AVAILABLE DATA Block Start
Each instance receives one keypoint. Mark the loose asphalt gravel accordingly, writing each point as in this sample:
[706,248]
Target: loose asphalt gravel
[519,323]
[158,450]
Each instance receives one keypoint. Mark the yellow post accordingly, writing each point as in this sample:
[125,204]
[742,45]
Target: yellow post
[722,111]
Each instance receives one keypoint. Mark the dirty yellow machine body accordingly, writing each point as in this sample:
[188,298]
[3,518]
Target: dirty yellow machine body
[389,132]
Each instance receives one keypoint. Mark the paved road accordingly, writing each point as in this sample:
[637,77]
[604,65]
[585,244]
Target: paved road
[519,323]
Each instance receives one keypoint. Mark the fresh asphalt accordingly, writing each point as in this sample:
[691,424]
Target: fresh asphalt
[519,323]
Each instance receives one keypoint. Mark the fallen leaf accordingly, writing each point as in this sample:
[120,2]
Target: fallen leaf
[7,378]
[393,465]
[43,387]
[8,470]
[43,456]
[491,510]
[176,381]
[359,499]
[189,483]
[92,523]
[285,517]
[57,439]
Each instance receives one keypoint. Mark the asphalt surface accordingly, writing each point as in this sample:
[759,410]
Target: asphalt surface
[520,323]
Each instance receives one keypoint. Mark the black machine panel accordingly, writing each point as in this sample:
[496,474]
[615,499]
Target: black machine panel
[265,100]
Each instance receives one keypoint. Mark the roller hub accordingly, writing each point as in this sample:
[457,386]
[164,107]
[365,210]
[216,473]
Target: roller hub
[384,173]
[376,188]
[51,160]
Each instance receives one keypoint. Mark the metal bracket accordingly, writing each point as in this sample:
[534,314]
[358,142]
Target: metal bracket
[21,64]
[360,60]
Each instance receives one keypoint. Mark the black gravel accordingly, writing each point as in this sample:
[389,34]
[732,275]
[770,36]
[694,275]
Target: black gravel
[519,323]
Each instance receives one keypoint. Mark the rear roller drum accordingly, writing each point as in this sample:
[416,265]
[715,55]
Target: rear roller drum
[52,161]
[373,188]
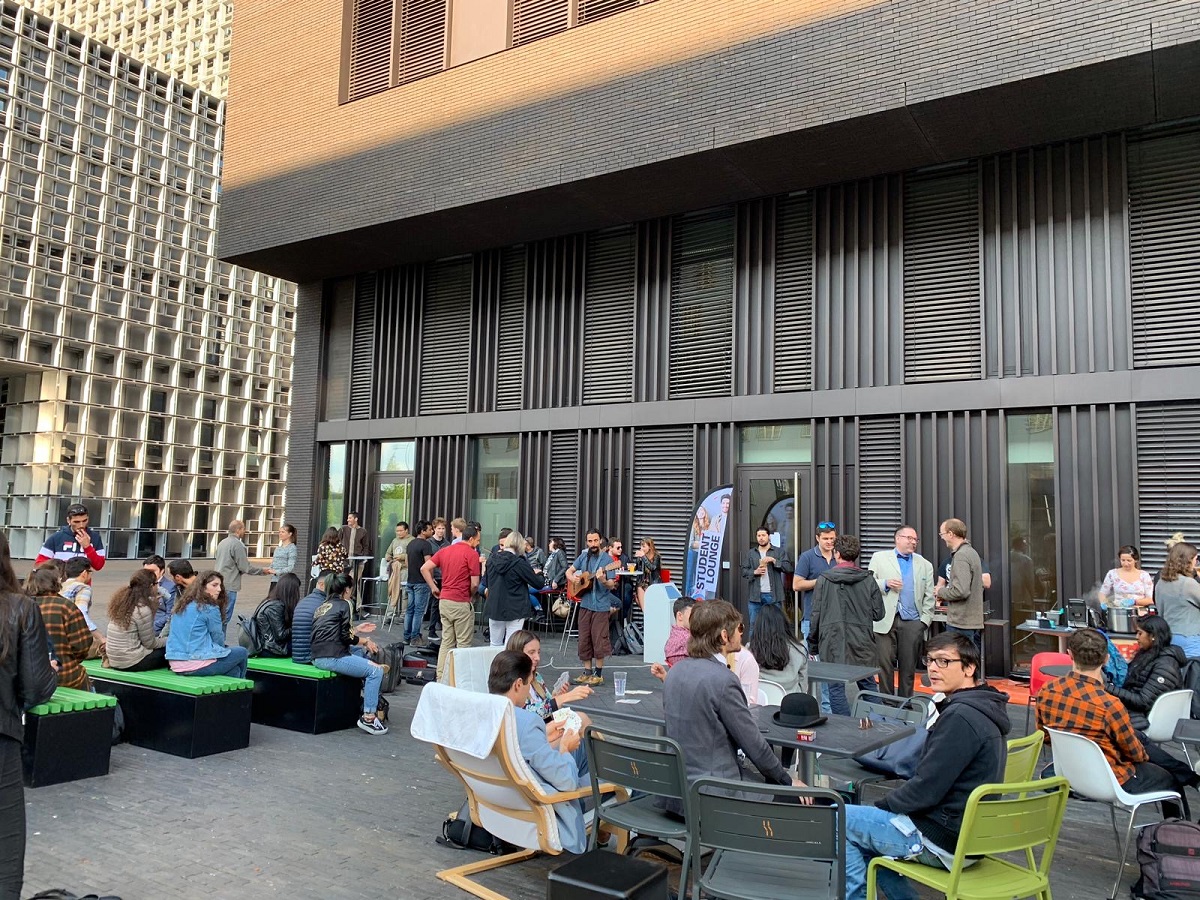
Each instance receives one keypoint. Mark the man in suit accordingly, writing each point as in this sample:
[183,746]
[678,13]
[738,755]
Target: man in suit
[705,707]
[906,580]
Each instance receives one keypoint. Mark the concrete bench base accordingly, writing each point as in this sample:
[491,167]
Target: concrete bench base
[181,724]
[67,747]
[312,706]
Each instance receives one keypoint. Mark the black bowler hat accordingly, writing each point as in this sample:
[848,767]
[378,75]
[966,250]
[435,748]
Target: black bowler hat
[799,711]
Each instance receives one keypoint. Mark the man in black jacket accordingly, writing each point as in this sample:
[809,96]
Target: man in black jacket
[846,604]
[965,748]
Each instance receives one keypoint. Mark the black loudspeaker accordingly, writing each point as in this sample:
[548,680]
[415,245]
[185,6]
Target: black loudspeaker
[601,874]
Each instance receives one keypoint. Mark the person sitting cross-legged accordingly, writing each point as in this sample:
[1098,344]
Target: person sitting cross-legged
[1078,702]
[965,748]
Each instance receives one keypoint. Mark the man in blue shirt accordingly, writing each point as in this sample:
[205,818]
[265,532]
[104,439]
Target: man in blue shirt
AVAILABLE DATA Block End
§ **EXERCISE DETAILS**
Leave the pictures out. Otherwise, output the listing above exactly.

§ **WRITTEN ANSWER**
Each instance receives one keypoint. Mark the loose asphalt gravel accordingly, writing each point as in this sample:
[706,248]
Target: loose asphalt gravel
[519,323]
[158,450]
Each instance receives one keypoint. Mark the yellow post accordingly, writing each point as in this sample:
[125,204]
[742,45]
Target: yellow post
[722,111]
Each instance receives one keypoint. Mark the dirty yellow machine body accordingly, writing each point as in this sample:
[188,298]
[3,518]
Target: dirty yellow machine body
[389,132]
Each instance receives one keypoint. Mark the paved road accordingly, writing each point as in this sample:
[637,77]
[604,65]
[585,244]
Target: paved road
[519,323]
Each instance receives one keypoint. Mark the fresh asphalt accordingly, writing each point as in this sample:
[691,424]
Target: fresh asphalt
[519,323]
Each instance receives one keypoint. Mark the fallen leaf accordingly, writing each point as in this sample:
[120,2]
Target: fallen leaf
[7,378]
[393,465]
[43,387]
[8,470]
[43,456]
[491,510]
[176,381]
[359,499]
[189,483]
[92,523]
[285,517]
[57,439]
Each instance receives one keypoint. Mark the asphalt surface accordingly, writing each point as in this sample:
[759,410]
Target: asphalt surface
[520,323]
Each instance receives one keypoint. Mark the black machine panel accordingly, writing each point as in this sample:
[496,474]
[615,499]
Target: black machine panel
[265,100]
Each instance receives one keypoint. Mark the roller hub accordingly, writing each point as in this sample:
[457,386]
[164,107]
[365,210]
[216,473]
Target: roller hub
[384,173]
[376,188]
[51,160]
Each instance receives one keypoint. Mark the metal bracket accordingly, writing each point as in this sample:
[534,314]
[358,142]
Target: metal bracket
[21,64]
[360,60]
Each instance receives one keypoint. Mark the black gravel accordingly, writing each point as in this sample:
[389,34]
[732,275]
[770,36]
[694,275]
Target: black gravel
[519,323]
Each instance receives one keypoint. Mark the rear roller drum accordingly, writing each point as in this sample:
[416,265]
[715,55]
Target: rear roller drum
[52,161]
[373,188]
Each instance receives one keypoint. Mark the man in suit accordingly, writing each point as in this sample:
[183,746]
[678,13]
[738,755]
Target: man in suit
[705,707]
[906,580]
Each instance receives one keypoint. Mark the concrete bench base accordingly, writing each point as in this sample:
[491,167]
Target: concrete bench base
[181,724]
[67,747]
[312,706]
Each instance receives one keypoint. Mark the black bowler hat accordingly, writing each point as in this sample:
[848,767]
[378,75]
[966,250]
[435,748]
Target: black bowler hat
[799,711]
Each instance receives one keypoint. Mark the man in black jacket accordingly, writing each point as in this sample:
[809,96]
Target: man in black jacket
[846,604]
[965,748]
Each instance receives one keypoint. Mark the black loudspeaker accordingly, writing each point as in this sample:
[548,680]
[415,245]
[185,6]
Target: black loudspeaker
[601,874]
Each instance receives one keypoint. Mark the person sitting cross-legged accordingly, writing each point as in this sample:
[1098,344]
Target: person sitting cross-legged
[1078,702]
[965,748]
Each instance receives one keypoint. Mark the man in blue shirt accordingly, writing each point as in this sample:
[205,818]
[265,532]
[104,439]
Target: man in blue shirt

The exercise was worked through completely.